Quoted passage.
Start of Block

[*This is a long post. So please be warned. May I also request people to read the whole post if they at all choose to start reading. Update on December 3, 2007: A minorly edited version of this post has appeared in the December edition of Pragati]
Amar naam, tomar naam—-Vietnam
“My name, your name, Vietnam”. Resonating across the streets of Calcutta and the villages of Bengal, this slogan of the late 60s and early 70s was as much a cry of solidarity for the Vietcong fighting the Americans as it was emblematic of the growing popularity of the philosophy of Communism among an entire generation, a political ideology that defined itself primarily by its support for the “little guy”, the downtrodden and the oppressed, as they fought the depredations of the West, evil corporations, landlords and the oppressive rule of the Congress. Tapping into this groundswell of Bengali idealistic passion, came to power a man who had positioned himself perfectly to ride the wave, branding himself as the “Sarboharar Neta” (the leader of those who have nothing).
A man by the name of Jyoti Basu, the leader of the CPIM.
Bengal was never the same again.
After nearly thirty years of Communist dominion in West Bengal, in what can only be called poetic irony, a word that rhymes with Vietnam has come to symbolize the political ideology of a new generation, that defines itself primarily by its support for the “little guy” as they fight the same set of enemies as before but with the oppressive rule of the Congress being now replaced by the oppressive rule of the CPIM.
That word is Nandigram —a human tragedy, an indictment of the extra-Constitutional authority of the democracy-crushing CPIM, and a political dagger in the hands of both the religious right and the “actual” Left to draw blood from their common enemy, Buddhadeb Bhattacharya
Will Bengal ever be the same again?

End of Block

Work task 1.
Output everything in the records from their start down to the line containing "positive clicks: (471, 298)" as a Markdown table with columns named Row and Line, holding a row number and the line, and skip blank lines and leave out the pictures.
The post on Bengal politics and the records were taken from separate sources.

Collected data

Start of Block

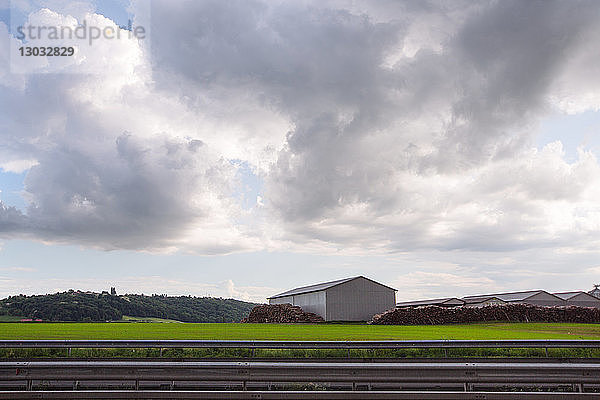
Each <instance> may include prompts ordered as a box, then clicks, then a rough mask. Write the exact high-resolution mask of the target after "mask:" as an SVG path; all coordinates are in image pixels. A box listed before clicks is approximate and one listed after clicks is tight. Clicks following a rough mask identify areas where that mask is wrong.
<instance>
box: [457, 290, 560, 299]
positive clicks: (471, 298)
mask: <svg viewBox="0 0 600 400" xmlns="http://www.w3.org/2000/svg"><path fill="white" fill-rule="evenodd" d="M540 293H546V294H549V295H550V296H554V297H557V300H562V299H561V298H560V297H558V296H556V295H553V294H551V293H548V292H546V291H545V290H527V291H524V292H509V293H492V294H481V295H477V296H465V297H463V300H466V301H468V300H483V299H488V298H491V297H496V298H499V299H500V300H504V301H523V300H526V299H528V298H530V297H533V296H535V295H537V294H540Z"/></svg>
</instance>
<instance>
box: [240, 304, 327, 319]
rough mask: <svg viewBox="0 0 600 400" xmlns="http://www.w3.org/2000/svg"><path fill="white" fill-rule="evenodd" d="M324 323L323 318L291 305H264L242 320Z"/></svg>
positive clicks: (253, 311) (260, 306)
mask: <svg viewBox="0 0 600 400" xmlns="http://www.w3.org/2000/svg"><path fill="white" fill-rule="evenodd" d="M324 321H325V320H324V319H323V318H322V317H321V316H319V315H317V314H313V313H307V312H304V311H303V310H302V308H300V307H298V306H293V305H291V304H263V305H260V306H256V307H254V308H253V309H252V311H250V315H248V318H244V319H243V320H242V322H249V323H267V322H279V323H301V322H305V323H307V322H308V323H315V322H324Z"/></svg>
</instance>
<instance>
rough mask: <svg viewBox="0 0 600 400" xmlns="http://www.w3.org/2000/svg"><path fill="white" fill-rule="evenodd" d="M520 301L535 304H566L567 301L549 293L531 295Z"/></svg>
mask: <svg viewBox="0 0 600 400" xmlns="http://www.w3.org/2000/svg"><path fill="white" fill-rule="evenodd" d="M518 303H525V304H532V305H534V306H564V305H565V301H564V300H562V299H559V298H556V297H554V296H552V295H549V294H547V293H539V294H536V295H535V296H531V297H530V298H528V299H525V300H523V301H519V302H518Z"/></svg>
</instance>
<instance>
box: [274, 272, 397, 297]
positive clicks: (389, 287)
mask: <svg viewBox="0 0 600 400" xmlns="http://www.w3.org/2000/svg"><path fill="white" fill-rule="evenodd" d="M358 278H364V279H366V280H368V281H371V282H374V283H376V284H378V285H381V286H384V287H386V288H388V289H391V290H393V291H396V289H394V288H391V287H389V286H386V285H383V284H381V283H379V282H375V281H374V280H372V279H369V278H365V277H364V276H362V275H361V276H353V277H351V278H345V279H338V280H336V281H331V282H323V283H317V284H315V285H309V286H302V287H299V288H295V289H292V290H288V291H287V292H283V293H279V294H276V295H274V296H271V297H269V299H275V298H277V297H287V296H293V295H296V294H304V293H311V292H320V291H321V290H326V289H329V288H331V287H334V286H337V285H341V284H342V283H346V282H350V281H353V280H354V279H358Z"/></svg>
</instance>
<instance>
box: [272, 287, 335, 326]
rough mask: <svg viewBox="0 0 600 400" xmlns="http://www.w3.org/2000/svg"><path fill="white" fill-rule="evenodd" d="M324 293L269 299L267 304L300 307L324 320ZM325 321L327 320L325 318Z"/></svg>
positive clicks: (325, 298) (325, 293)
mask: <svg viewBox="0 0 600 400" xmlns="http://www.w3.org/2000/svg"><path fill="white" fill-rule="evenodd" d="M326 296H327V295H326V293H325V291H320V292H312V293H304V294H297V295H294V296H286V297H278V298H275V299H269V304H285V303H289V304H292V305H294V306H300V307H302V309H303V310H304V311H306V312H312V313H315V314H318V315H320V316H321V317H323V318H325V316H326V307H325V305H326ZM325 319H327V318H325Z"/></svg>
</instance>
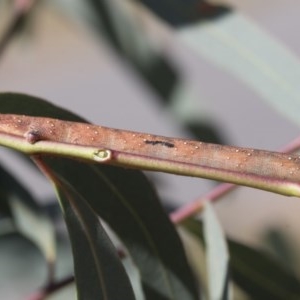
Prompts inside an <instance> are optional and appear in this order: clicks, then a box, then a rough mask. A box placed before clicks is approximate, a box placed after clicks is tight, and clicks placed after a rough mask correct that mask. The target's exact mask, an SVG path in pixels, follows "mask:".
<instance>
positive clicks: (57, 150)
mask: <svg viewBox="0 0 300 300" xmlns="http://www.w3.org/2000/svg"><path fill="white" fill-rule="evenodd" d="M0 144H1V145H3V146H7V147H11V148H13V149H16V150H19V151H22V152H24V153H26V154H29V155H34V154H43V155H57V156H62V157H70V158H73V159H79V160H85V161H89V162H98V163H106V164H111V165H116V166H122V167H127V168H136V169H142V170H151V171H161V172H166V173H173V174H178V175H184V176H193V177H201V178H207V179H214V180H218V181H223V182H228V183H234V184H238V185H245V186H249V187H254V188H258V189H262V190H267V191H271V192H275V193H279V194H283V195H289V196H298V197H299V196H300V165H299V162H300V159H299V156H296V155H287V154H283V153H278V152H271V151H264V150H257V149H248V148H240V147H231V146H223V145H216V144H208V143H202V142H199V141H191V140H185V139H177V138H168V137H163V136H157V135H151V134H145V133H140V132H133V131H125V130H118V129H112V128H107V127H102V126H95V125H90V124H85V123H76V122H69V121H62V120H57V119H50V118H40V117H28V116H20V115H8V114H0Z"/></svg>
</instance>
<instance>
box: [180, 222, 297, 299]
mask: <svg viewBox="0 0 300 300" xmlns="http://www.w3.org/2000/svg"><path fill="white" fill-rule="evenodd" d="M181 225H182V226H184V228H185V229H187V230H188V231H189V232H191V233H192V234H193V235H194V236H195V237H196V238H198V240H199V242H200V243H203V242H204V240H203V228H202V223H201V222H200V221H198V220H196V219H188V220H185V221H184V222H183V223H182V224H181ZM227 243H228V248H229V252H230V271H231V275H232V279H233V280H234V282H235V283H236V284H237V285H238V286H239V287H240V288H241V289H242V290H243V291H245V292H246V293H247V295H248V296H249V297H251V299H275V300H277V299H278V300H280V299H281V300H284V299H299V298H300V281H299V279H298V278H297V276H296V275H295V274H294V273H293V272H291V271H290V270H289V269H288V268H286V267H285V266H283V265H282V264H280V263H279V262H278V261H276V260H275V259H273V258H272V257H270V255H268V254H266V253H264V252H262V251H259V250H256V249H254V248H253V247H251V246H249V245H244V244H242V243H240V242H238V241H234V240H232V239H228V240H227Z"/></svg>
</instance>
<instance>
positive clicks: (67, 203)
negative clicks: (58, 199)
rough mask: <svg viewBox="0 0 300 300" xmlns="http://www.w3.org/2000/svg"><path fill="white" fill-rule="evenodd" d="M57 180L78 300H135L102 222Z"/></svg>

End of Block

Work task 2.
Reproduce the whole post on Bengal politics word for word.

Task result 1.
| Row | Line |
|---|---|
| 1 | Each <instance> may include prompts ordered as a box, then clicks, then a rough mask. Write the exact high-resolution mask of the target after "mask:" as an SVG path; all coordinates are in image pixels. A box listed before clicks is approximate and one listed after clicks is tight. Clicks following a rough mask identify areas where that mask is wrong. |
| 2 | <instance> |
| 3 | box: [457, 290, 560, 299] |
| 4 | positive clicks: (471, 298) |

Task result 2.
[*This is a long post. So please be warned. May I also request people to read the whole post if they at all choose to start reading. Update on December 3, 2007: A minorly edited version of this post has appeared in the December edition of Pragati]
Amar naam, tomar naam—-Vietnam
“My name, your name, Vietnam”. Resonating across the streets of Calcutta and the villages of Bengal, this slogan of the late 60s and early 70s was as much a cry of solidarity for the Vietcong fighting the Americans as it was emblematic of the growing popularity of the philosophy of Communism among an entire generation, a political ideology that defined itself primarily by its support for the “little guy”, the downtrodden and the oppressed, as they fought the depredations of the West, evil corporations, landlords and the oppressive rule of the Congress. Tapping into this groundswell of Bengali idealistic passion, came to power a man who had positioned himself perfectly to ride the wave, branding himself as the “Sarboharar Neta” (the leader of those who have nothing).
A man by the name of Jyoti Basu, the leader of the CPIM.
Bengal was never the same again.
After nearly thirty years of Communist dominion in West Bengal, in what can only be called poetic irony, a word that rhymes with Vietnam has come to symbolize the political ideology of a new generation, that defines itself primarily by its support for the “little guy” as they fight the same set of enemies as before but with the oppressive rule of the Congress being now replaced by the oppressive rule of the CPIM.
That word is Nandigram —a human tragedy, an indictment of the extra-Constitutional authority of the democracy-crushing CPIM, and a political dagger in the hands of both the religious right and the “actual” Left to draw blood from their common enemy, Buddhadeb Bhattacharya
Will Bengal ever be the same again?